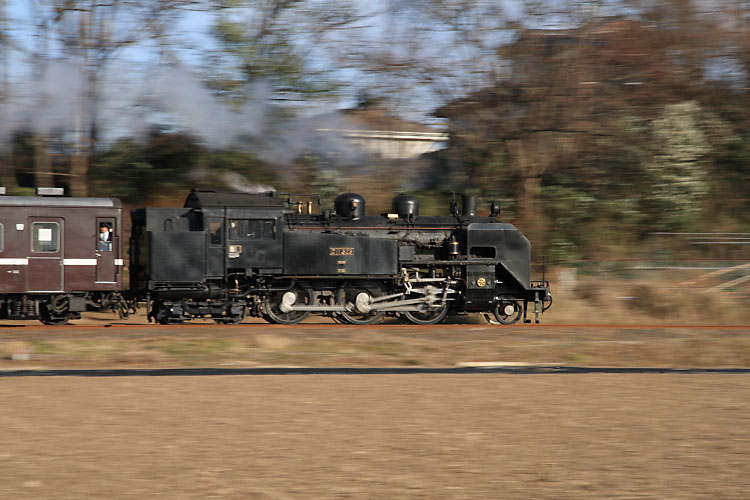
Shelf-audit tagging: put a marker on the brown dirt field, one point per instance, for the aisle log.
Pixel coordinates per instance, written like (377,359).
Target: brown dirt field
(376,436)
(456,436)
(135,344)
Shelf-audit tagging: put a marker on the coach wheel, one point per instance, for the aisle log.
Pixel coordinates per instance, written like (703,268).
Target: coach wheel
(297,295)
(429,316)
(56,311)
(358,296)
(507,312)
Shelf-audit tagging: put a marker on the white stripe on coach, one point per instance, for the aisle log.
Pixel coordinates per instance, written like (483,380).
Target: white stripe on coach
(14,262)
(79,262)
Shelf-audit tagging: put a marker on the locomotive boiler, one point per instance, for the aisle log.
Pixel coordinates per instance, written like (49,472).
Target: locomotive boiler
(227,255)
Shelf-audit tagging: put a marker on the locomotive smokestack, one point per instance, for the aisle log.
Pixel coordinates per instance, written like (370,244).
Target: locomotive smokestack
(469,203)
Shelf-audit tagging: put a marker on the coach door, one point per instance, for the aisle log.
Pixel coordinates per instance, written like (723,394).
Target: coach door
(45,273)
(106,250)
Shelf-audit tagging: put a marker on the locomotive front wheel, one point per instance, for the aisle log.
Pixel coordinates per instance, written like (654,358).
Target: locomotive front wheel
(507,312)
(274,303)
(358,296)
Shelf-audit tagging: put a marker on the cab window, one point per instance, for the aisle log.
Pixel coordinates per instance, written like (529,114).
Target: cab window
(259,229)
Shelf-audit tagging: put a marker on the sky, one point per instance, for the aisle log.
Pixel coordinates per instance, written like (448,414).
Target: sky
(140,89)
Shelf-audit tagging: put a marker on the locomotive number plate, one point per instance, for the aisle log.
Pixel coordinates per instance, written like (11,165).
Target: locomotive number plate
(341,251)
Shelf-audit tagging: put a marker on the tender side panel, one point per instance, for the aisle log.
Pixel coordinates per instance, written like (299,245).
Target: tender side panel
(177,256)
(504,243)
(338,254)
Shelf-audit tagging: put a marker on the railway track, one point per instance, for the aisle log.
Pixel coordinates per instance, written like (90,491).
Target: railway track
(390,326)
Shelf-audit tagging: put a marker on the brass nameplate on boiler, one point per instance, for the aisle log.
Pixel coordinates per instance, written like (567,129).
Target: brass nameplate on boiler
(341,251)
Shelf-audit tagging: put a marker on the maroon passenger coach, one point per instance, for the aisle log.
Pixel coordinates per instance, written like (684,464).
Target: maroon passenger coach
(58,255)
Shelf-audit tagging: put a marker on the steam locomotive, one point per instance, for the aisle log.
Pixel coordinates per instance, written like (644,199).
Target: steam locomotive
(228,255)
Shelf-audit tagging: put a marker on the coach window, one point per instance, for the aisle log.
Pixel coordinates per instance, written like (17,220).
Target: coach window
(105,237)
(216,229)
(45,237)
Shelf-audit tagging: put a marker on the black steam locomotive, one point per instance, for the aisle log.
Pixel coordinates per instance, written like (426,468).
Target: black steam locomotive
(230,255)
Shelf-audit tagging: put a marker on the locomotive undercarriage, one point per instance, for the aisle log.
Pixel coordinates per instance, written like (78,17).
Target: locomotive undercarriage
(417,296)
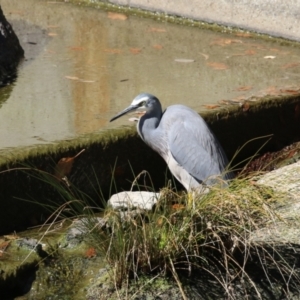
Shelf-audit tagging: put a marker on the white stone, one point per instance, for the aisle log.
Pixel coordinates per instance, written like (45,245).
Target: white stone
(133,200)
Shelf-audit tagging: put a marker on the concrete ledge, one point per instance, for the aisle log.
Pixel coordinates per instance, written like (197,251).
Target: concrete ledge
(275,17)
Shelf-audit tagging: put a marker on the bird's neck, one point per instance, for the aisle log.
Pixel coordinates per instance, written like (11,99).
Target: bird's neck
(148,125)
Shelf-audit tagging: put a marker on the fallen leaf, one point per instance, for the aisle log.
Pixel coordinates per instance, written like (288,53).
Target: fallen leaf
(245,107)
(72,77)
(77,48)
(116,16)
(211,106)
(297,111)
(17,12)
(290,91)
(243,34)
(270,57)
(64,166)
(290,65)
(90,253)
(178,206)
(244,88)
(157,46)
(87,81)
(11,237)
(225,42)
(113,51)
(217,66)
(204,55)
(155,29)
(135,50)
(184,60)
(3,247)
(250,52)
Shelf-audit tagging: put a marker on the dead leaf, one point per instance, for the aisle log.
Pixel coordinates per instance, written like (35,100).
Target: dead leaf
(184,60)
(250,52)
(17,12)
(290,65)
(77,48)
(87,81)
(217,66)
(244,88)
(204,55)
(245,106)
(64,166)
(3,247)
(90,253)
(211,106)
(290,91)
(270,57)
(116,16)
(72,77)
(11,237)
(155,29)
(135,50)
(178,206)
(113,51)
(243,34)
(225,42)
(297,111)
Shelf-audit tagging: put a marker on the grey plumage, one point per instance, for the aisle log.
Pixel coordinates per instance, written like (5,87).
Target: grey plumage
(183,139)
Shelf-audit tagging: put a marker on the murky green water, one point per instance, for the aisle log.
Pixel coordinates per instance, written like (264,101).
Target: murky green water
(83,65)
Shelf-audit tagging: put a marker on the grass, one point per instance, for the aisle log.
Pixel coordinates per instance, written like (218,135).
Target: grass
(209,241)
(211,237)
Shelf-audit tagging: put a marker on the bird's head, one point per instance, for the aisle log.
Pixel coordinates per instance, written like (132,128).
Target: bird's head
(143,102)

• • •

▶ **BRIEF**: Pictures in the records above are not copied; print everything else exactly.

▶ **OUTPUT BELOW**:
Shelf-audit tagging: put a marker on the brown dirt field, one point per instance, for the aisle log.
Pixel coordinates per instance, written like (377,359).
Target: brown dirt field
(376,436)
(456,436)
(135,344)
Shelf-audit tagging: put a marker on the coach wheel, one point per instance, for the aisle log.
Pixel coordinates per instance, written like (703,268).
Target: coach wheel
(297,295)
(429,316)
(56,311)
(358,296)
(507,312)
Shelf-audit tagging: put a marker on the white stripe on coach, one point per instance, for the aisle log.
Pixel coordinates per instance, written like (483,380).
Target: white stripe on coach
(14,262)
(79,262)
Shelf-audit tagging: put a marker on the locomotive boiler, one point per instance, for the aisle log.
Pixel coordinates per instance, written like (49,472).
Target: locomotive boiler
(227,255)
Shelf-audit tagging: put a marker on the locomotive smokestack, one point per instance, for the aisle log.
Pixel coordinates per instance, written like (370,244).
Target: locomotive smokestack
(469,203)
Shelf-audit tagging: put a marker on the coach door, one point per instance, for the aisle log.
Pixel coordinates per instance, written like (723,394).
Target: coach door
(45,273)
(106,250)
Shelf-audit tagging: put a marker on the locomotive front wheel, one point per instance, for the aisle log.
Pixel coordinates per instance, written like (654,358).
Target: locomotive front wheel
(507,312)
(274,303)
(358,296)
Shelf-audit tagging: put a marker on the cab window, one point per instance, for the aisle log.
Pixel coordinates per instance, written like (529,114).
Target: cab window
(259,229)
Shelf-audit tagging: put a marker on the sky, one point per instance, for the aisle log.
Pixel coordinates per instance, written like (448,414).
Target: sky
(140,89)
Shelf-audit tagging: put a marker on the locomotive number plate, one point per instance, for the aisle log.
Pixel coordinates per instance, written like (11,165).
Target: locomotive number plate
(341,251)
Shelf-audit tagging: put a marker on the tender side panel, one point per instance, for the aisle log.
Pixel coordinates per instance, written like (299,245).
Target: tender side panel
(177,256)
(504,243)
(338,254)
Shelf-audit tagging: put a marker on the railway track, one point per instance, for the aisle log.
Pixel coordinates per instance, written like (90,491).
Target: railway track
(390,326)
Shelf-audit tagging: put a marker on the brass nameplate on boiler, one point per instance, for the aisle log.
Pixel coordinates per instance, written like (567,129).
Target: brass nameplate on boiler
(341,251)
Shelf-audit tagging: put a marker on the maroon passenger coach, one point per instance, for the aisle log.
Pixel coordinates per instance, written like (684,464).
Target: maroon passenger coach
(58,255)
Shelf-audit tagging: put a marker on the steam locomotive, one point per instance, for the aisle log.
Pixel coordinates per instance, written like (644,199).
Target: steam locomotive
(228,255)
Shelf-audit tagging: put a marker on the coach window, one point per instance, for the aisle log.
Pixel coordinates per instance, written like (17,220).
Target: coach window
(105,237)
(216,229)
(45,237)
Shelf-audit tagging: put a marker on the black steam locomotive, one point per instance, for the aisle log.
Pixel coordinates per instance, written like (426,468).
Target: black steam locomotive
(230,255)
Shelf-audit tagging: put a marker on the locomotive undercarriage, one point per instance, for the aisle log.
Pixel coordinates per instance, written like (78,17).
Target: locomotive undercarriage
(417,296)
Shelf-audit tagging: put a marker on the white stone, one point per instance, for the aisle log.
Pixel coordinates per instance, written like (45,245).
Target: white stone
(133,200)
Shelf-audit tagging: put a marker on the concrete ledge, one point per instance, for the aisle log.
Pixel coordinates per instance, written like (197,251).
Target: concrete ledge
(275,17)
Shelf-audit tagging: put a marker on the bird's neck, one point per instance, for the aisle log.
Pixel coordinates per instance, written like (11,99).
Target: bird's neck
(148,125)
Shelf-audit tagging: put a marker on the fallen leaf, one point per instance, for the aisle log.
Pixel coordinates per instance, written like (288,53).
Target: fallen leaf
(245,107)
(72,77)
(77,48)
(116,16)
(211,106)
(297,111)
(17,12)
(290,91)
(243,34)
(270,57)
(64,166)
(290,65)
(90,253)
(178,206)
(244,88)
(157,46)
(87,81)
(11,237)
(225,42)
(113,51)
(217,66)
(204,55)
(155,29)
(135,50)
(184,60)
(3,247)
(250,52)
Shelf-audit tagging: put a marker on the dead leaf, one point per instance, for the aisle log.
Pixel coordinates per instance, written like (35,100).
Target: dead leaf
(184,60)
(250,52)
(17,12)
(290,65)
(77,48)
(87,81)
(217,66)
(244,88)
(204,55)
(245,106)
(64,166)
(3,247)
(90,253)
(211,106)
(290,91)
(270,57)
(116,16)
(72,77)
(11,237)
(155,29)
(135,50)
(178,206)
(113,51)
(243,34)
(225,42)
(297,111)
Shelf-audit tagging: put a marker on the grey plumage, one point per instance, for the aisle log.
Pixel coordinates per instance, written like (5,87).
Target: grey plumage
(183,139)
Shelf-audit tagging: put a marker on the murky green water, one point per instance, for the aisle log.
Pixel coordinates per instance, written like (264,101).
Target: murky green water
(83,65)
Shelf-audit tagging: put a marker on the grass, one point per instance, for the aisle log.
Pixel coordinates per instance, written like (218,135).
Target: grass
(209,241)
(211,237)
Shelf-audit tagging: put a marker on the bird's head, one point per instance, for the aisle log.
Pixel coordinates per instance, written like (132,128).
Target: bird's head
(143,102)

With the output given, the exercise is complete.